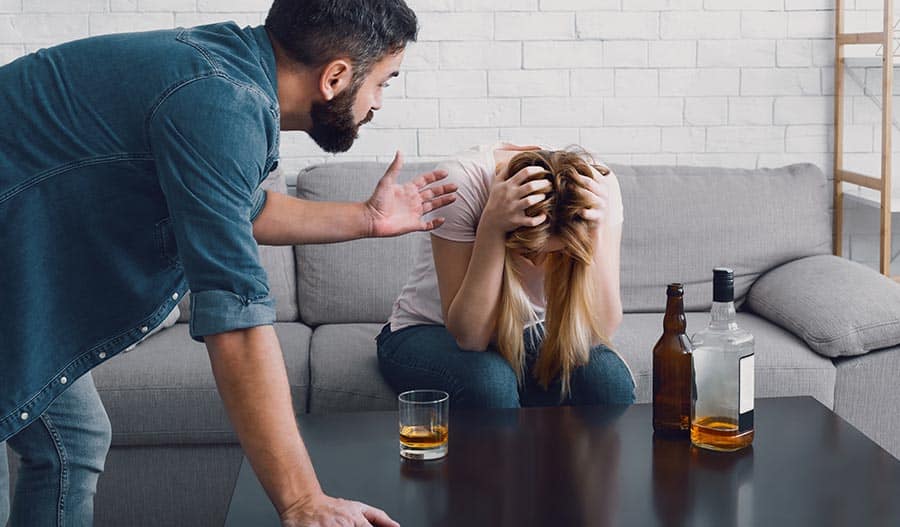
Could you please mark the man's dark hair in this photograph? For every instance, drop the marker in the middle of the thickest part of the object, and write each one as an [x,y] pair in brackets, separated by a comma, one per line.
[315,32]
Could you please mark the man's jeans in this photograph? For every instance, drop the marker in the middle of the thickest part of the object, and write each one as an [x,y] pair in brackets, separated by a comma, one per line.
[62,454]
[427,356]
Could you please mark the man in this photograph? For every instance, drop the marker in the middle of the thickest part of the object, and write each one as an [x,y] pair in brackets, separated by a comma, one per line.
[129,173]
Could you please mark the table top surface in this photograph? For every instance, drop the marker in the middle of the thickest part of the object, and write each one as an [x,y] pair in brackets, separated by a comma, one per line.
[598,466]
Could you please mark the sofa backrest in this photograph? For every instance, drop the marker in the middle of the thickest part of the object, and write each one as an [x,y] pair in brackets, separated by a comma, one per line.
[354,281]
[278,263]
[680,222]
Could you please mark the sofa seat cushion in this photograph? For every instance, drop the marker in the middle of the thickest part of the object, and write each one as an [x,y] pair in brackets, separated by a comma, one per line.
[278,262]
[839,307]
[164,392]
[682,221]
[344,370]
[785,366]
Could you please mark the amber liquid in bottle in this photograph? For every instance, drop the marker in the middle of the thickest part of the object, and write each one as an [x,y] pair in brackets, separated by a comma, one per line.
[720,434]
[672,372]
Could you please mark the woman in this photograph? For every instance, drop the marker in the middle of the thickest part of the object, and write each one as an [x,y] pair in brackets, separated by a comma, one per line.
[513,301]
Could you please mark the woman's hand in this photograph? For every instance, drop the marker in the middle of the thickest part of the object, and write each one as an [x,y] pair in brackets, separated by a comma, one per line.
[324,511]
[509,198]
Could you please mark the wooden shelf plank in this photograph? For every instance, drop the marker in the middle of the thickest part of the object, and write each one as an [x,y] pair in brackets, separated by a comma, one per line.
[875,37]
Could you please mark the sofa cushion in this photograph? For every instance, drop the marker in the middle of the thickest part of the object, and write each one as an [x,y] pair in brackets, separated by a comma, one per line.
[354,281]
[279,265]
[164,392]
[344,374]
[681,222]
[839,307]
[785,366]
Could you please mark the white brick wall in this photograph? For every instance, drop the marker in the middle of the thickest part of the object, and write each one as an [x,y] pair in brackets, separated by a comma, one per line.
[710,82]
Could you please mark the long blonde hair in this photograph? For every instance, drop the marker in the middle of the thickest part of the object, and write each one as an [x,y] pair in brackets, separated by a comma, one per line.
[571,325]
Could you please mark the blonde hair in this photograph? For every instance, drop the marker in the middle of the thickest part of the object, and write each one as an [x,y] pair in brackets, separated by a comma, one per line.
[570,322]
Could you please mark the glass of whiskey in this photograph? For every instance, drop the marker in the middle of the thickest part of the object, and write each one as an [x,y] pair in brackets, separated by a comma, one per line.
[423,424]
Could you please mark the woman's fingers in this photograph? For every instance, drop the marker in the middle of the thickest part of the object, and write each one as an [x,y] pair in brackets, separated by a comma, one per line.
[526,173]
[534,221]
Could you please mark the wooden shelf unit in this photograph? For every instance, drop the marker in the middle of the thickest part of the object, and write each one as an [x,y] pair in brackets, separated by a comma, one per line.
******************************
Return every entry above exactly. Pictures stay out.

Could you please mark the man's dark hair in this photograph? For every instance, drop the marker in the middle of the thickest part of the object, and write each one as an [x,y] pair in brackets, separated by a comma, one per line.
[315,32]
Could you please mark the man's jeans in this photograph? For every instance, drop the marker in the middle of the thickest part of the object, and write each one as an [x,y] pair in brackets, separated by a comma, one per line.
[62,454]
[427,356]
Could you please mark the man in this photograph? For every instance, drop the marker in the middle of the thickest part of the object, and write each one as an [x,y] pair in brackets, separated by a comma, one per line.
[129,173]
Could you please mark the table top surface in this photograph? For every instance, drop the marker in the middle of the thickest part of the object, and write each one as an [x,y] pair in brackets, separated by a comma, one per line.
[598,466]
Could you please mark the sofa backrest in this photograph? For every instance, drop the marker in the middle of the thickest part of the object, and write each one as an [x,y] pair in brackets, separated by a comma, one per line.
[354,281]
[278,263]
[680,222]
Could you please mark the sofa seat cushion in this photograph? For every instance, drop the marker in the middle of the thickest part of the object, and write each one as an [x,y] pair in brackets, separated by a comma, one per line.
[278,262]
[839,307]
[164,392]
[682,221]
[344,370]
[785,366]
Could you please mark the amber liquid in bottle in this photograph? For every instance, drop the marker in the middle of the thickest part of the object, and write each one as an [x,y] pair in brackets, separated by a comma, one per line.
[720,434]
[672,372]
Could you please mark the woman in this photograph? For every instance, drop the marker in the middle of the thickest part of the object, and write each one as an [x,y] pair in brackets, separated by a comma, one per line.
[513,301]
Could you please mark the woman's hand in this photograph? For every instance, drop the marker in the middle of the thickest part of the object, and write each one as an [x,y] pair in brackets, separated by a comma, one per line.
[324,511]
[509,198]
Could you please mark the wooden shelf plank in this photograph? For every instance, drop the marker in the middle of the thickest part of the object, and write each one as an [x,y] pair in brackets, separated by a comma, one per line.
[875,37]
Could you please mark the sofa cushion in this photograph? For every instance, drop the marker in the middle of the thickest part of the object, and write each one as an [x,y] pair in brackets, separated by a comma, one per line.
[354,281]
[279,265]
[164,392]
[344,374]
[681,222]
[839,307]
[785,366]
Could you please mark the white brick wall in this photograph? For every instance, drop the marker in the middle of the thickest part of the object, and write each one as an [x,y] pair in brackets, separated by a comma, one per line.
[710,82]
Could you please mark the long blonde hair in this photograph? For every instance, drop the marker in the middle of the thickest part of the object, and write each one as an [x,y] pair in brackets, separated by a comma, one per line.
[571,325]
Could you please mark the blonde hair in this photograph? For every instance, drop the marker in the middle of the thickest part of the object, and write each one as an [x,y] pair in brackets, separated by a comma, one per line.
[570,322]
Could you please mark the glass of whiskey in this photograph? For every instance, drop the marker in the middle of the thickest part of the object, and write each one as an [x,y] pair in brackets, separated by a comma, one per line.
[423,424]
Could you please mark the woman's fingers in this photograph? For every instance, drop the marker in the middle of the thickest part of the object, and write each one as an [x,y] pair in brackets, separated by a comma, one per line.
[526,173]
[534,221]
Could you please mark the wooden shelf unit in this photograph? For every instance, drop the marker in the middle of the thickest part of the object, and write each one as an [x,y] pair in brackets, separated by a comma, one per line.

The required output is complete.